SOURCE DOCUMENT –
++++++
Have you heard the news?
Verizon is buying AOL for 4.4 billion dollars, and I think I speak on behalf of all AOLers when I say that we are appalled!
After all, AOL users have an almost pathological resistance to change of any kind, or we wouldn’t still be AOL users in the first place.
I, myself, have been on AOL since the early days, way back in the last century, when going online sounded like you were cranking up a Model T Ford. Actually, I have no idea what cranking up a Model T sounded like, or if it even made a sound. But I’ll tell you one thing about those dial-up modems we used to have: something sure was cranking! Either that, or there was a small animal inside my computer that got tortured every time I checked my email. Click here if you want to hear the aural agony that we endured.
Back then, you paid by the hour, or you had a plan with a certain number of hours a month. You can still see a vestige of those days when you sign off AOL today. The screen says, “You’ve been online for x minutes. Your pricing plan this billing cycle is for unlimited use.” AOL has been free and unlimited for well over a decade, so you can see how they are aware of their customers’ adverse reaction to change.
++++++
RECORDED INFORMATION –
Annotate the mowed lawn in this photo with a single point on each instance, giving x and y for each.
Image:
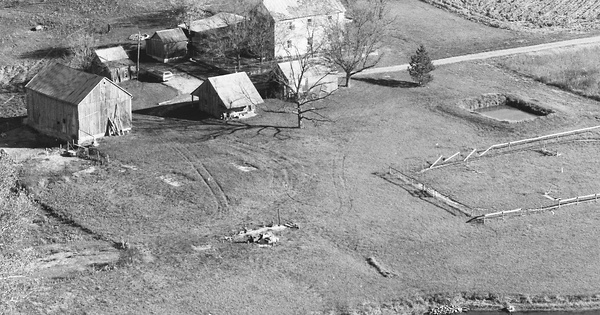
(321, 178)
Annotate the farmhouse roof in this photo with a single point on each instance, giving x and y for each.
(235, 90)
(292, 70)
(173, 35)
(113, 56)
(66, 84)
(292, 9)
(219, 20)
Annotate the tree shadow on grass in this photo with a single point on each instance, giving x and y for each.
(185, 117)
(388, 82)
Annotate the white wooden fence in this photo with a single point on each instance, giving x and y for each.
(441, 161)
(520, 211)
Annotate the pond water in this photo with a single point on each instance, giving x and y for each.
(505, 113)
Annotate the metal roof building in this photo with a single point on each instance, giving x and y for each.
(167, 45)
(230, 95)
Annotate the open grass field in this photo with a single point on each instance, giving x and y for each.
(176, 188)
(575, 69)
(531, 14)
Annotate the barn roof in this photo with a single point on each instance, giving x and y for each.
(292, 9)
(219, 20)
(235, 90)
(172, 35)
(113, 56)
(66, 84)
(293, 70)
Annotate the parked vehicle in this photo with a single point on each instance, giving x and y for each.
(160, 75)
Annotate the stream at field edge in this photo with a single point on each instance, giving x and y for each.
(595, 312)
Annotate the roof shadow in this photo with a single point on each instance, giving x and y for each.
(184, 110)
(388, 82)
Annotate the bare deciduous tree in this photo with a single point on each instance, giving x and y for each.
(81, 46)
(304, 81)
(353, 46)
(249, 36)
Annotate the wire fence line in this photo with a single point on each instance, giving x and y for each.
(520, 211)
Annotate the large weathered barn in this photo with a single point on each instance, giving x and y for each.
(228, 96)
(73, 105)
(298, 25)
(167, 45)
(113, 63)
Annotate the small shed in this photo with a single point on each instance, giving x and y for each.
(316, 78)
(211, 28)
(113, 63)
(73, 105)
(228, 96)
(167, 45)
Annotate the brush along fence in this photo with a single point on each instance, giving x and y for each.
(520, 211)
(441, 161)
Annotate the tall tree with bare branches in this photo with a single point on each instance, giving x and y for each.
(306, 80)
(353, 45)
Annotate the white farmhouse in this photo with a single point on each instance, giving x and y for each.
(298, 25)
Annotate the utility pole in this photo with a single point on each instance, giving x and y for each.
(138, 59)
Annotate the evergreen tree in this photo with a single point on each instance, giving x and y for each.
(420, 66)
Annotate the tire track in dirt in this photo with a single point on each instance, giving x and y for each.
(283, 168)
(213, 187)
(338, 178)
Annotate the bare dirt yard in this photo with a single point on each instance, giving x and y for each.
(149, 225)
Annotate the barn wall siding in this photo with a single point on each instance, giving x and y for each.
(51, 117)
(83, 122)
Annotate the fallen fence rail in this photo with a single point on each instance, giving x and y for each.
(554, 135)
(560, 203)
(441, 161)
(412, 185)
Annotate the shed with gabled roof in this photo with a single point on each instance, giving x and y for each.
(113, 63)
(73, 105)
(228, 96)
(167, 45)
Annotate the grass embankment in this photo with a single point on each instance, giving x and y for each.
(575, 70)
(530, 14)
(16, 215)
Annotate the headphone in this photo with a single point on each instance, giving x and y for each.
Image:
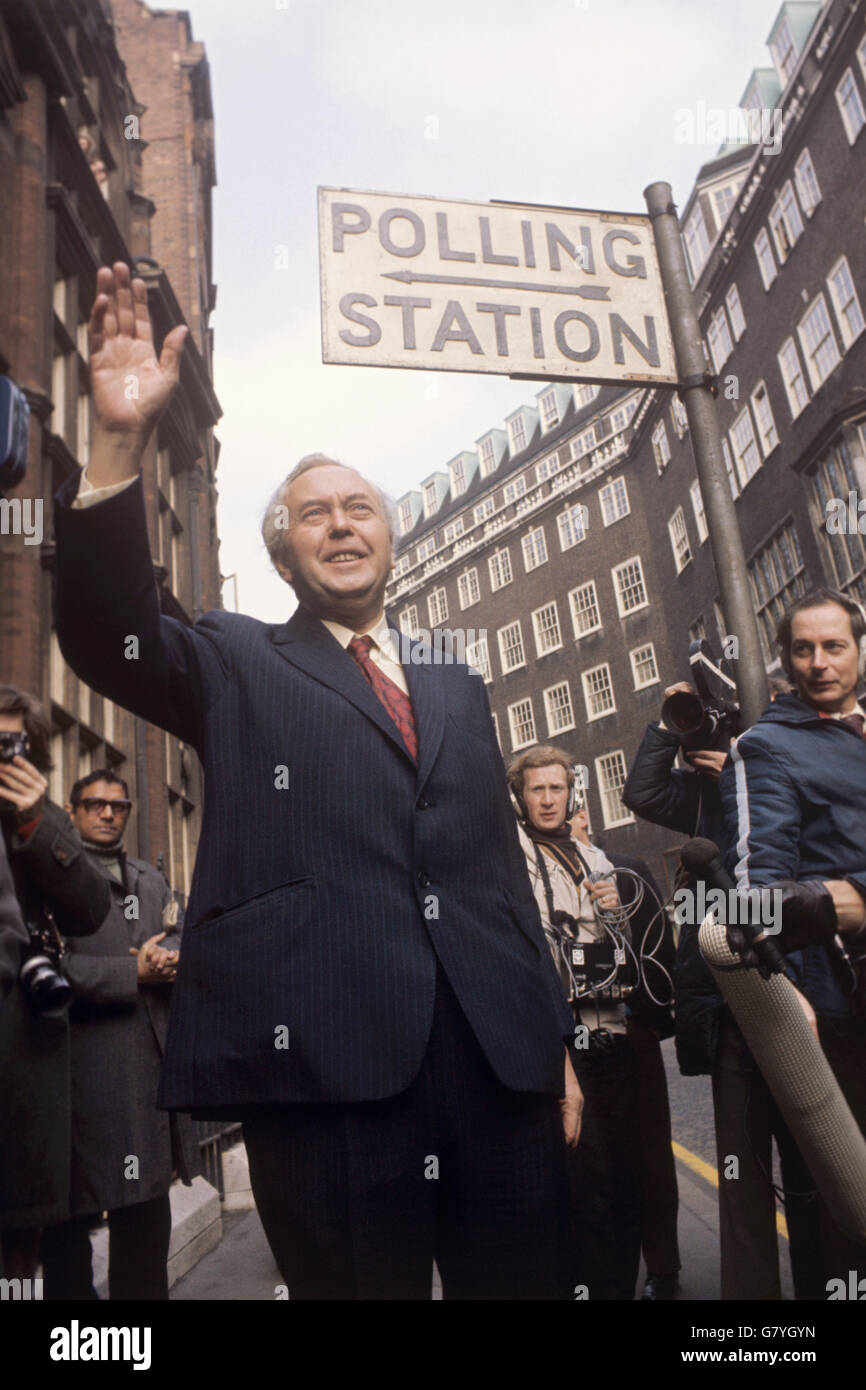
(855, 612)
(573, 804)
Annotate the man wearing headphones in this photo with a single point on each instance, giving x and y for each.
(603, 1168)
(794, 792)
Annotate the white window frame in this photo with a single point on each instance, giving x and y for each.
(805, 180)
(633, 656)
(765, 257)
(538, 633)
(680, 544)
(597, 627)
(526, 742)
(588, 695)
(615, 576)
(553, 729)
(847, 332)
(501, 633)
(768, 434)
(818, 307)
(466, 581)
(498, 567)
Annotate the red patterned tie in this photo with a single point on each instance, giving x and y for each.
(391, 695)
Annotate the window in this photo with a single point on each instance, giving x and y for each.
(786, 223)
(405, 516)
(572, 526)
(598, 691)
(698, 509)
(437, 608)
(719, 338)
(845, 302)
(515, 488)
(729, 466)
(409, 622)
(745, 446)
(545, 622)
(818, 341)
(628, 585)
(488, 458)
(521, 723)
(777, 577)
(467, 588)
(679, 540)
(644, 666)
(549, 410)
(783, 50)
(534, 549)
(766, 260)
(660, 446)
(499, 566)
(836, 477)
(697, 241)
(517, 434)
(793, 377)
(546, 467)
(558, 709)
(851, 106)
(615, 501)
(583, 444)
(510, 647)
(763, 414)
(477, 655)
(610, 773)
(585, 616)
(679, 416)
(734, 309)
(430, 498)
(806, 184)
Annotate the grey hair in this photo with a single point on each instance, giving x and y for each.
(274, 535)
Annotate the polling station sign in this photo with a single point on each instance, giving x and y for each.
(488, 287)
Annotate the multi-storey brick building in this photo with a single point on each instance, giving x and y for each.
(576, 534)
(79, 178)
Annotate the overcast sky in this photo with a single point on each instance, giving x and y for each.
(562, 102)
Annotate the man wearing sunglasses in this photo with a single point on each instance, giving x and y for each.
(124, 1150)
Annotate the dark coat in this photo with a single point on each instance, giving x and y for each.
(319, 906)
(118, 1034)
(690, 804)
(49, 869)
(795, 791)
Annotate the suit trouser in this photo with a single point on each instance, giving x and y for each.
(605, 1173)
(747, 1121)
(658, 1172)
(357, 1200)
(138, 1253)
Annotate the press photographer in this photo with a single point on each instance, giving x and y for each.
(59, 894)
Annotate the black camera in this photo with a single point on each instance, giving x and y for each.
(711, 716)
(11, 745)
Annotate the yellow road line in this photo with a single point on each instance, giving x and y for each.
(711, 1176)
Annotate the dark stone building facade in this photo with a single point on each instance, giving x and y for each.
(592, 491)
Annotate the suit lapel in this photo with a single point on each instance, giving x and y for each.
(307, 644)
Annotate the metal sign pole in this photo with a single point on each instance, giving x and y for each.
(706, 442)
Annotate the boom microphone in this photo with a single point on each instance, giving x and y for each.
(702, 859)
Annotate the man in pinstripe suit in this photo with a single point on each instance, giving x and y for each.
(364, 979)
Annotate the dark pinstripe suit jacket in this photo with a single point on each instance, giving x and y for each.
(317, 908)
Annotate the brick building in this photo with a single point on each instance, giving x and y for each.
(74, 156)
(574, 538)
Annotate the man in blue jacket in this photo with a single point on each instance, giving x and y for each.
(364, 977)
(794, 791)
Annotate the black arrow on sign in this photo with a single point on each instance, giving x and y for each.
(584, 291)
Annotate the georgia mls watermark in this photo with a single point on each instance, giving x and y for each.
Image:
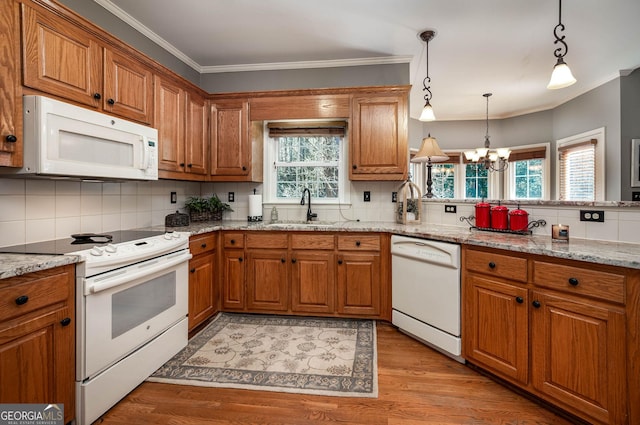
(31, 414)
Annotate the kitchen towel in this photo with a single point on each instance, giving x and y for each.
(255, 208)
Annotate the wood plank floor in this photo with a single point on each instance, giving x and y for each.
(416, 386)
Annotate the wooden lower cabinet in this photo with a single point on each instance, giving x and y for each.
(551, 329)
(37, 339)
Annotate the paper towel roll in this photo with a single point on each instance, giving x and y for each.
(255, 208)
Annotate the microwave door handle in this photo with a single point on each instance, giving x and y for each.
(153, 267)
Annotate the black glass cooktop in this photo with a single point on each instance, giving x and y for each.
(80, 242)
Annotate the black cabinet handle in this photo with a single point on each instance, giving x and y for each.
(22, 299)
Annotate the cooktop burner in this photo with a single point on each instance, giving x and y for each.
(75, 242)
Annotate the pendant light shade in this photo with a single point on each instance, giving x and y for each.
(427, 112)
(561, 76)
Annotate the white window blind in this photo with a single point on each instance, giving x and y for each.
(577, 165)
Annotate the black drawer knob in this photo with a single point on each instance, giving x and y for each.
(22, 299)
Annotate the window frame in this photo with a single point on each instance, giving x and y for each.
(270, 179)
(599, 135)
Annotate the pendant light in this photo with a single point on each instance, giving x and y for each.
(427, 112)
(493, 160)
(561, 76)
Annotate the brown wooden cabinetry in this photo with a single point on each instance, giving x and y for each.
(66, 61)
(202, 279)
(556, 328)
(379, 134)
(37, 339)
(11, 140)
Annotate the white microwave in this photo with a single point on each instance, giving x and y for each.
(62, 140)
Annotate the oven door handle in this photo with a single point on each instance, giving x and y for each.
(145, 269)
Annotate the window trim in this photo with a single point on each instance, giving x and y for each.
(509, 177)
(599, 135)
(269, 178)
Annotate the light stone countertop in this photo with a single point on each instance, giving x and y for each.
(592, 251)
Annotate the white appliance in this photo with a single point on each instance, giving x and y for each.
(426, 292)
(62, 140)
(131, 316)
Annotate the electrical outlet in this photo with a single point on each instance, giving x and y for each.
(592, 215)
(451, 208)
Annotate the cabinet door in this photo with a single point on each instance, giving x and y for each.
(196, 132)
(496, 326)
(60, 58)
(313, 282)
(233, 279)
(128, 87)
(379, 149)
(267, 280)
(169, 112)
(359, 284)
(578, 356)
(230, 148)
(201, 289)
(11, 141)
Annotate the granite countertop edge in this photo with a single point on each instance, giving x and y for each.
(619, 254)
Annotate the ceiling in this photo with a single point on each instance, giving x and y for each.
(499, 46)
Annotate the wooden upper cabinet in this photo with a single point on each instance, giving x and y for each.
(379, 132)
(128, 87)
(169, 112)
(230, 143)
(61, 59)
(196, 134)
(11, 141)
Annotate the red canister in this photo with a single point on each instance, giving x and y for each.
(499, 217)
(483, 215)
(518, 220)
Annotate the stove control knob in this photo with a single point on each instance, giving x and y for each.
(97, 251)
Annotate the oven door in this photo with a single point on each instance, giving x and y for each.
(126, 308)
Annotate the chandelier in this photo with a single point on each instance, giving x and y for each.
(561, 76)
(493, 160)
(427, 112)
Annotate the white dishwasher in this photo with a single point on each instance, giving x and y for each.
(426, 292)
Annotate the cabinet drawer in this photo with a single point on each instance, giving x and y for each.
(233, 240)
(498, 265)
(307, 241)
(267, 240)
(359, 242)
(19, 296)
(580, 280)
(202, 243)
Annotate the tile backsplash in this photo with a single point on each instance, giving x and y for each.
(36, 210)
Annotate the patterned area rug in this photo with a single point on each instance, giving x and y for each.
(277, 353)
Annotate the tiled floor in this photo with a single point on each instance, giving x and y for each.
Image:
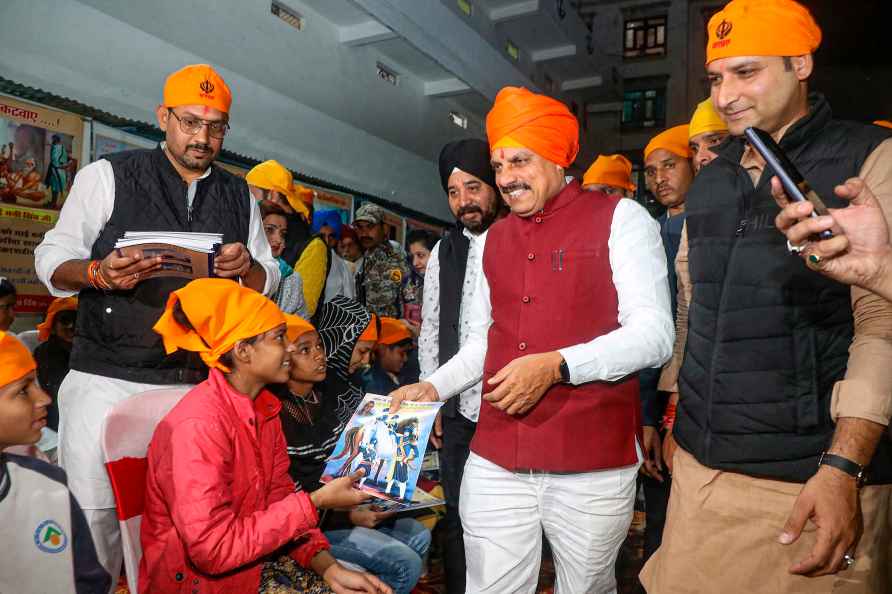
(627, 567)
++++++
OBJECTIVE 1 – Echo back the AOL post word for word, from "Verizon is buying" up to and including "the first place.".
OBJECTIVE 2 – In the AOL post, what price is Verizon paying for AOL?
OBJECTIVE 3 – Go on with the AOL post, starting after its last sentence.

TASK RESPONSE 1 –
Verizon is buying AOL for 4.4 billion dollars, and I think I speak on behalf of all AOLers when I say that we are appalled!
After all, AOL users have an almost pathological resistance to change of any kind, or we wouldn’t still be AOL users in the first place.

TASK RESPONSE 2 – 4.4 billion dollars.

TASK RESPONSE 3 –
And, by the way, those old minutes-per-month plans were a problem when it took about an hour and a half to load a single web page over a 1200-baud dial-up modem. It took patience and fortitude to be online back then. Now, Amazon can deliver something in the time it took you to buy a DVD online in the old days. And you certainly couldn’t download a movie; you’d have lived through Arnold Schwarzenegger’s entire term as Governor of California and still be waiting for Terminator 2: Judgment Day to show up on your PC.
Back in the beginning, everyone used AOL (it was America Online then) unless they were computer scientists (who used CompuServe). Of course, there were probably fewer people in the world online then than visit your typical angry cat website in a single day now. It wasn’t for lack of opportunity, though; an AOL disk would arrive in the mail once a week, but no one knew what to do with them. And they’d give you 700 FREE hours your first month, which meant you could stay online more than 23 hours a day–more than enough time to read a Time magazine article!
But those of us who did…we were state-of-the-art people! We had mail, for crying out loud! And, sure, better and faster things came along, and, yes, at some point there was nobody under 50 using AOL, and, of course, after awhile, people would LOL when you said AOL.
But we stayed with it, you and I. We were loyal, damn it. We could not live our lives without hearing Elwood Edwards’ inviting voice every day, greeting us when we came online, bidding us farewell when we signed off, informing us when our uploads and downloads were done, letting us know when we had been contacted by the outside world. “You’ve got mail!” Elwood would declare, in a tone that implied limitless possibilities. Why, it could be anything, he was telling us. Hurry up and open it!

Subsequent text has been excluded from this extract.